DATA
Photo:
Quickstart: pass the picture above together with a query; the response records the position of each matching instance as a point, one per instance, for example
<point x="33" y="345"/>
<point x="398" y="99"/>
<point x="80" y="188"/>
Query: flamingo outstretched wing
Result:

INSTRUCTIONS TO FOLLOW
Please print out every entry again, exactly as it reads.

ANSWER FOR THE TASK
Photo:
Quickstart: pass the picture above together with a query; the response records the position of each matching instance as a point, one per instance, for example
<point x="33" y="345"/>
<point x="398" y="99"/>
<point x="80" y="188"/>
Query: flamingo outstretched wing
Result:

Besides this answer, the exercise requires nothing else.